▸ **Work request**
Which lines below contain "shorts"? Pull them out.

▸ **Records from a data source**
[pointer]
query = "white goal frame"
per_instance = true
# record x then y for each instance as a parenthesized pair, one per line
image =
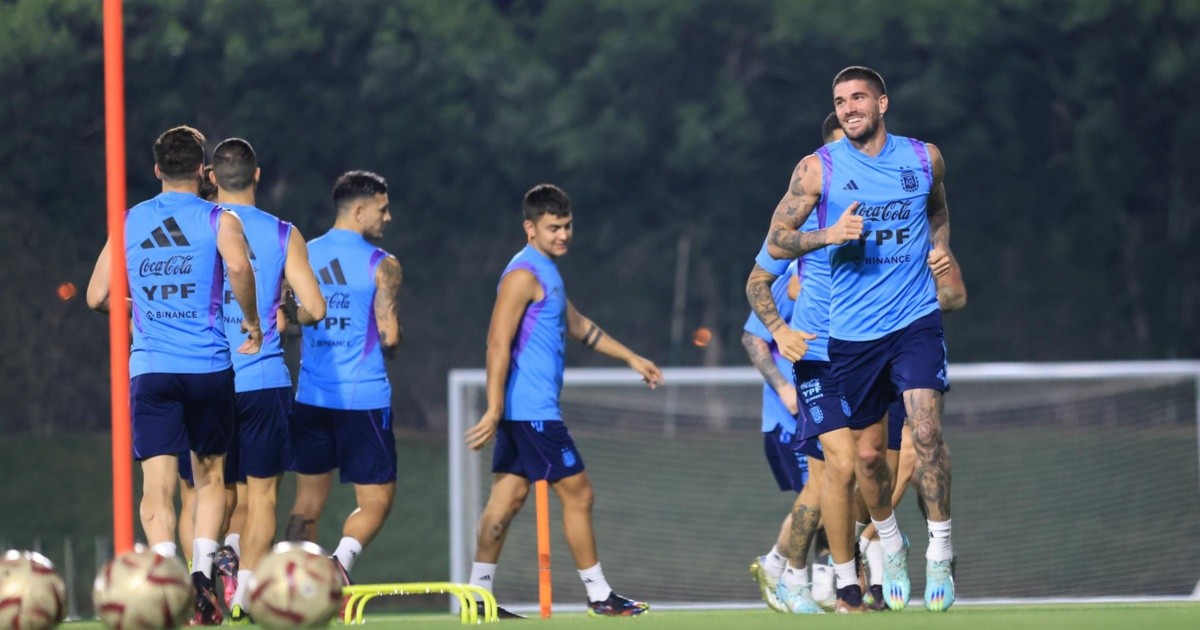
(466, 493)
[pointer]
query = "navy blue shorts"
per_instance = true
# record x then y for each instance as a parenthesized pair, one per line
(790, 466)
(175, 413)
(535, 450)
(873, 375)
(897, 415)
(231, 466)
(809, 448)
(264, 447)
(359, 443)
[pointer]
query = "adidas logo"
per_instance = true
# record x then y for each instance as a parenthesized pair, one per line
(333, 274)
(160, 239)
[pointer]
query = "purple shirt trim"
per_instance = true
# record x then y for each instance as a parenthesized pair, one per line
(372, 325)
(826, 181)
(531, 318)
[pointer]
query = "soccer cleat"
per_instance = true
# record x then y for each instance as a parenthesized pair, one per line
(874, 599)
(939, 585)
(823, 591)
(850, 599)
(897, 588)
(798, 601)
(766, 586)
(208, 610)
(227, 567)
(239, 617)
(499, 612)
(616, 606)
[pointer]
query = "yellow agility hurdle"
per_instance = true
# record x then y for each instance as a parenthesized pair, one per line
(358, 597)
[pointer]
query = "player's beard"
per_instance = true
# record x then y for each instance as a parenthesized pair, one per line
(869, 129)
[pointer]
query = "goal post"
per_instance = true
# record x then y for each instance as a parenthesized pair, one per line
(1071, 480)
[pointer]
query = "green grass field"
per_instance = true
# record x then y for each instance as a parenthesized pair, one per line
(1060, 617)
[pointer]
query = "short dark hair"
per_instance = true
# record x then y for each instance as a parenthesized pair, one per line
(208, 190)
(545, 198)
(862, 73)
(829, 126)
(234, 163)
(179, 153)
(355, 185)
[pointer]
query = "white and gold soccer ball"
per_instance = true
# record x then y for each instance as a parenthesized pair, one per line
(31, 594)
(295, 586)
(141, 589)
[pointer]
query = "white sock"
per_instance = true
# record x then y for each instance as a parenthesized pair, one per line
(793, 577)
(845, 574)
(595, 583)
(203, 550)
(774, 562)
(244, 580)
(940, 547)
(889, 534)
(874, 556)
(347, 552)
(483, 575)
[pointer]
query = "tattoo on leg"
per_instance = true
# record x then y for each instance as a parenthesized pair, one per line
(804, 527)
(298, 527)
(933, 472)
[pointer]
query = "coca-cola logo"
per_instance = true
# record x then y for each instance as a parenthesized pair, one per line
(175, 265)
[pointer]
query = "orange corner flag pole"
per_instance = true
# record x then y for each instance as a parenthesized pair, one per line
(119, 311)
(541, 498)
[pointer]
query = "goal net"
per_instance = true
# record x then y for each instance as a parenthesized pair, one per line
(1071, 480)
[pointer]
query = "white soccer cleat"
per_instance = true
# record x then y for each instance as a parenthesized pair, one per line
(766, 585)
(823, 591)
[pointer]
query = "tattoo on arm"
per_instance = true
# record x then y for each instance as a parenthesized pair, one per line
(761, 358)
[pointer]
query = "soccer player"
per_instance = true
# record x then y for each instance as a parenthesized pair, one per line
(180, 372)
(342, 414)
(886, 333)
(531, 322)
(262, 381)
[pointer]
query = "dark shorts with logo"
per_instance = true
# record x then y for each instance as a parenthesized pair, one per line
(790, 466)
(535, 450)
(822, 407)
(874, 373)
(359, 443)
(177, 413)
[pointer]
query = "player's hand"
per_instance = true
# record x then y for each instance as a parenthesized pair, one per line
(253, 339)
(484, 431)
(847, 228)
(939, 261)
(792, 343)
(651, 372)
(790, 399)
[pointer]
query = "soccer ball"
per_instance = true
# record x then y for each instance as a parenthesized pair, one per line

▸ **Answer section**
query = "navy blue shorts"
query = "dark shorts with logo"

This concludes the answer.